> **WHAT IS EXPECTED**
Reproduce all entries precisely, down to the last character.

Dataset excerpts
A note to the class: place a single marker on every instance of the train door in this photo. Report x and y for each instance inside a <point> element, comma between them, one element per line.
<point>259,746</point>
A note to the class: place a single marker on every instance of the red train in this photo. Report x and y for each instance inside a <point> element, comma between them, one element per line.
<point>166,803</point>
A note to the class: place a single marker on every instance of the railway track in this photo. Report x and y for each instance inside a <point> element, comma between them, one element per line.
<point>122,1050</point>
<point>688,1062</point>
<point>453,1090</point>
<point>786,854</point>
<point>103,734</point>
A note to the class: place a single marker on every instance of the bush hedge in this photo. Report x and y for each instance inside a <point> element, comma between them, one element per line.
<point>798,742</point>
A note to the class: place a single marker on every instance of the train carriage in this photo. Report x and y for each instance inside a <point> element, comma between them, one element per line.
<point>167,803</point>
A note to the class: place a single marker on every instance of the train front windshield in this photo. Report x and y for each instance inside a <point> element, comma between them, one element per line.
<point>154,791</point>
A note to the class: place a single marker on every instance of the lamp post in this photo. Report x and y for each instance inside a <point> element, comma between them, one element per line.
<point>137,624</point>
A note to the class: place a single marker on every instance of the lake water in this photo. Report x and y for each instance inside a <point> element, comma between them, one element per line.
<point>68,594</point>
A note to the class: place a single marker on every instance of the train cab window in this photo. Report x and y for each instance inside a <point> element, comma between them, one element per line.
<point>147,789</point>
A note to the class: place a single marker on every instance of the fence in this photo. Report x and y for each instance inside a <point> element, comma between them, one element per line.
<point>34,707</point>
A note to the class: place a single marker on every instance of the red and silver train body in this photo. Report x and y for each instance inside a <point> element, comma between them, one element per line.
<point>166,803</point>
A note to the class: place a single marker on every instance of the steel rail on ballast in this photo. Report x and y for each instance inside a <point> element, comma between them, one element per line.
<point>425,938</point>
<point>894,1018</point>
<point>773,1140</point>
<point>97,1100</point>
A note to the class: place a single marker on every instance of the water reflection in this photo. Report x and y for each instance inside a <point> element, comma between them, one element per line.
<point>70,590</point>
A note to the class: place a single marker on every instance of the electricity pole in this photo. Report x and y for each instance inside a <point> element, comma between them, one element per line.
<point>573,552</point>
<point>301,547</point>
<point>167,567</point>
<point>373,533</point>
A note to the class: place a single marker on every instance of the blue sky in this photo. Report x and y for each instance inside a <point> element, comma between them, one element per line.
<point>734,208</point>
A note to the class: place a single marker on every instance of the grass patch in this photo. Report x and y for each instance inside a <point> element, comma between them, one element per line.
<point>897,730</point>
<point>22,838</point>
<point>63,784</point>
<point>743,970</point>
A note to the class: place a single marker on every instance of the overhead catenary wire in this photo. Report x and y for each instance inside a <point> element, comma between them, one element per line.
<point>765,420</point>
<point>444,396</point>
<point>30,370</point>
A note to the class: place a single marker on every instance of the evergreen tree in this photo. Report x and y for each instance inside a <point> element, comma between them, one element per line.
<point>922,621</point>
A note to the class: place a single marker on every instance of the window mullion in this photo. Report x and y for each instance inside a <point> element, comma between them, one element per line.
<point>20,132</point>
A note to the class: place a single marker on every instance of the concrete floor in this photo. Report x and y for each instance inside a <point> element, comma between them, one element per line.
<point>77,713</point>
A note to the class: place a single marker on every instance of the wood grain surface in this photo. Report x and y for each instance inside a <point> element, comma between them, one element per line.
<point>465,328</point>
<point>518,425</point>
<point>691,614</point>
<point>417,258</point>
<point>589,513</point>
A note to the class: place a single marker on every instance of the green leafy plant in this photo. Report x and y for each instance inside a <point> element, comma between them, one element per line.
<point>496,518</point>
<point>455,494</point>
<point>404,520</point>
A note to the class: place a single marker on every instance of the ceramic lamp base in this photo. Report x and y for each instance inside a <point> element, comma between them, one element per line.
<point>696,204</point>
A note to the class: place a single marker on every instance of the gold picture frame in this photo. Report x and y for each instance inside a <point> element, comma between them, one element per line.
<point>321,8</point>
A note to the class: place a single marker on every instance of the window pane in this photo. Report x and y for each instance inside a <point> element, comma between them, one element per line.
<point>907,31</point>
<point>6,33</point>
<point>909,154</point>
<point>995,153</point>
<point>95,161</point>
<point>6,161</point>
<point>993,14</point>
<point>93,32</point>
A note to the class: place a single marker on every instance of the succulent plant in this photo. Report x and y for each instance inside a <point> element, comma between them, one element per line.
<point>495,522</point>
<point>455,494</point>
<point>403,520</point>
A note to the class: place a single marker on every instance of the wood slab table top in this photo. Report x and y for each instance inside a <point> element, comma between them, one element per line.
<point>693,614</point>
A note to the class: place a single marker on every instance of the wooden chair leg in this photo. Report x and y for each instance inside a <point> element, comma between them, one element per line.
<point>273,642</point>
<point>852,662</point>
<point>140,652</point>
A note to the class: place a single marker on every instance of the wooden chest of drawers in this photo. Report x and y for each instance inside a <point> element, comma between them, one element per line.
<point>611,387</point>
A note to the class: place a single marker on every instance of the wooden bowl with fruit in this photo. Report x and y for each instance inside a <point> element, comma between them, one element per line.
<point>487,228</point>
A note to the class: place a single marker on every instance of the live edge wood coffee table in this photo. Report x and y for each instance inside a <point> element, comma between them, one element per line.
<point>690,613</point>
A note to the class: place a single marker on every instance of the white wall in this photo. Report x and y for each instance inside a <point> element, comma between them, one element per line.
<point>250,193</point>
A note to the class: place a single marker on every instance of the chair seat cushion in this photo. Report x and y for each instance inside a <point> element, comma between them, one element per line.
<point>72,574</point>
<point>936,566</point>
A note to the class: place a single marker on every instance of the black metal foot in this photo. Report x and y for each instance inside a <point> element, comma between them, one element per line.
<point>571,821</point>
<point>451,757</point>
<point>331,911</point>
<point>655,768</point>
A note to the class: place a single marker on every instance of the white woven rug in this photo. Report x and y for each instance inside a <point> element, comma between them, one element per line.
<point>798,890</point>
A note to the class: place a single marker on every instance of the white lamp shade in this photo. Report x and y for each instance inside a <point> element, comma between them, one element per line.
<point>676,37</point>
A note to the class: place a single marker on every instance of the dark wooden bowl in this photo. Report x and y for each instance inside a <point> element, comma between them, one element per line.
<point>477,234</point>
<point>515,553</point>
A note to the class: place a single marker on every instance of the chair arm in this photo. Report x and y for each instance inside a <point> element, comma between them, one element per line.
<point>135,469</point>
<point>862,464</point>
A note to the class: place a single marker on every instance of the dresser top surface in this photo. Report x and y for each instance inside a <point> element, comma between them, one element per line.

> **WORKED SOLUTION**
A note to the class: place a single marker on every instance of the train door in this photo. Report x and y for each instance inside a <point> element, comma between them, one element per line.
<point>259,746</point>
A note to the class: place a single marker on every instance of the red train in this photo. Report x and y for each instance inside a <point> element, comma between them, one element per line.
<point>166,803</point>
A note to the class: place a single marker on every instance of the railway track in this photo. Report x and y for each instance inside a <point> element, comma between them, one element per line.
<point>122,1050</point>
<point>688,1062</point>
<point>453,1090</point>
<point>786,854</point>
<point>103,734</point>
A note to the class: place a single marker on every instance of the bush hedge in this photo. Report x and y for each instance inside a <point> element, comma between them, one element per line.
<point>798,742</point>
A note to the class: place a single marker on every instance of the train carriage in this photo. Report x and y for each instance inside a <point> element, comma between them, one element per line.
<point>167,803</point>
A note to the class: place a single marker on every instance of the train front windshield in this photo. Report x and y for each instance inside a <point> element, comma between them, one element per line.
<point>154,791</point>
A note to the class: place a single marker on every instance of the lamp post in this photo. Report x and y for each instance inside a <point> element, comma between them, one element per line.
<point>137,624</point>
A note to the class: place a single marker on every instance of the lake water in this photo. Report x and y for each instance inside a <point> element, comma between them, one element per line.
<point>68,594</point>
A note to the class: place a single marker on every instance of the train cab window in this photo. Report x and y for each instance inside a <point> element, comma between them, one element per line.
<point>147,789</point>
A note to the class: place a single marker on every instance of the fence in this photo. Report x and y for each instance inside a <point> element, comma between them, one element per line.
<point>34,707</point>
A note to the class: place a single marker on every instance of the red and silver train body in this photo. Report x and y for each instance inside a <point> element, comma between them, one element per line.
<point>166,803</point>
A note to the class: place a single marker on every instance of the steel rail on ballast in this photo. Report x and y for each instance inside a <point> element, comma between them, one element per line.
<point>425,938</point>
<point>894,1018</point>
<point>773,1140</point>
<point>97,1100</point>
A note to the class: place a single marker on every instance of the water reflection in this photo. Report x and y for each instance inside a <point> element, comma between them, one element per line.
<point>70,590</point>
A note to the class: place a single marker on every instance of the electricity pole in this photo. Report x and y for each instance inside a <point> element, comma between them, one element per line.
<point>573,552</point>
<point>301,547</point>
<point>167,567</point>
<point>373,533</point>
A note to the class: place a single marker on every instance of the blue sky in this photo. Report x and y for each instance inside a <point> element, comma between them, one element per line.
<point>734,208</point>
A note to the class: place a single marker on every instance of the grass patch in this photo. Report x and y for each instance inside a <point> element, comma between them, one element per line.
<point>897,730</point>
<point>22,838</point>
<point>63,784</point>
<point>743,970</point>
A note to the class: place a single marker on every instance of the overhead catenary wire in this photo. Report x and y for each instance inside a <point> element, comma between them, one element per line.
<point>765,420</point>
<point>444,396</point>
<point>30,370</point>
A note to the class: place a single marker on every instance of the evergreen tree in this photo. Report x and y for each instance inside a <point> element, comma between them, one element per line.
<point>922,621</point>
A note to the class: place a single marker on every instance of the window mullion in this photo. Report x and y for each instance inside a <point> element, comma between them, one element per line.
<point>20,132</point>
A note to the class: place a single marker on every instance of the concrete floor in this photo. Report x and y for each instance inside a <point> element, comma between them, one element per line.
<point>77,713</point>
A note to the class: place a single marker on every instance of the wood grain surface in this photo. Report x and y for each instance inside a <point> element, comma between them, one element per line.
<point>465,328</point>
<point>518,425</point>
<point>691,614</point>
<point>417,258</point>
<point>589,513</point>
A note to the class: place a single marker on every instance of the green leafy plant in this photo. Report x and y for each instance inside a <point> element, comma between them, one element per line.
<point>496,518</point>
<point>455,494</point>
<point>404,520</point>
A note to the class: place a single marker on every instance of the ceramic lamp base in this photo. Report x and y for each instance inside a <point> element, comma between them, one element per line.
<point>696,204</point>
A note to the class: place a single marker on every instance of the gold picture frame in this photo. Report x and y for each instance inside a <point> element, comma between them, one element per line.
<point>321,8</point>
A note to the class: place a single marker on every instance of the window pane in this photo. Report x and y for each instance inside a <point> element, comma between them, one element per line.
<point>907,31</point>
<point>6,33</point>
<point>909,154</point>
<point>995,153</point>
<point>95,161</point>
<point>6,161</point>
<point>993,14</point>
<point>93,32</point>
A note to the class: place a single marker on every instance of the succulent plant in this photo. Report x and y for each instance inside a <point> element, comma between them, one element per line.
<point>495,522</point>
<point>455,494</point>
<point>403,520</point>
A note to the class: place a single marker on every instance of the wood slab table top in this photo. Report x and y for each instance inside a <point> element, comma between them, one element per line.
<point>693,614</point>
A note to the class: place a single marker on every instance of the wooden chair leg in this photo. Report x and y for each instance inside a <point> element, comma between them, one element per line.
<point>273,642</point>
<point>852,662</point>
<point>140,652</point>
A note to the class: place a single marker on every instance of the wooden chest of drawers in this photo. Report x and y for each instance inside a <point> element, comma between them, one element per line.
<point>611,387</point>
A note to the class: place a single marker on every instance of the wooden bowl with fruit in this photo. Report x and y for each instance inside a <point> element, comma between them, one element per line.
<point>487,228</point>
A note to the class: place a single marker on every instance of the live edge wood coffee table in this photo. Report x and y for each instance inside a <point> element, comma between them, one element per line.
<point>690,613</point>
A note to the class: place a single marker on every instance of the white wall in this photo. Report x and y for each instance inside a <point> element, comma between them, one element per line.
<point>250,193</point>
A note to the class: place a single marker on every instance of the chair seat cushion in this photo. Report x and y for each instance inside a <point> element, comma between them, one element per line.
<point>72,574</point>
<point>936,566</point>
A note to the class: place a single marker on every instance of the black metal foot in this photo. Report x and y for each instance inside a <point> element, comma between them, one element per line.
<point>571,821</point>
<point>451,757</point>
<point>331,911</point>
<point>655,768</point>
A note to the class: place a single marker on every instance of the white woven rug in this photo. Report x and y for each instance inside a <point> element, comma between them, one element per line.
<point>798,890</point>
A note to the class: place a single marker on every instance of the white lamp shade in this photo. Report x and y for each instance inside a <point> element, comma between them, one element per line.
<point>676,37</point>
A note to the class: place a single marker on every instance of the dark wooden bowl in this photo. Report x and y for each instance inside a <point> element, comma between them, one element per line.
<point>477,234</point>
<point>515,553</point>
A note to the class: place a single marker on every instance of the chair arm in this photo. Report x and y for each instance inside a <point> element, comma between them, one element per line.
<point>135,469</point>
<point>862,464</point>
A note to the class: place a single marker on every instance of the dresser top surface in this photo. Report x and y for each instance inside a <point> element, comma between them, one element per line.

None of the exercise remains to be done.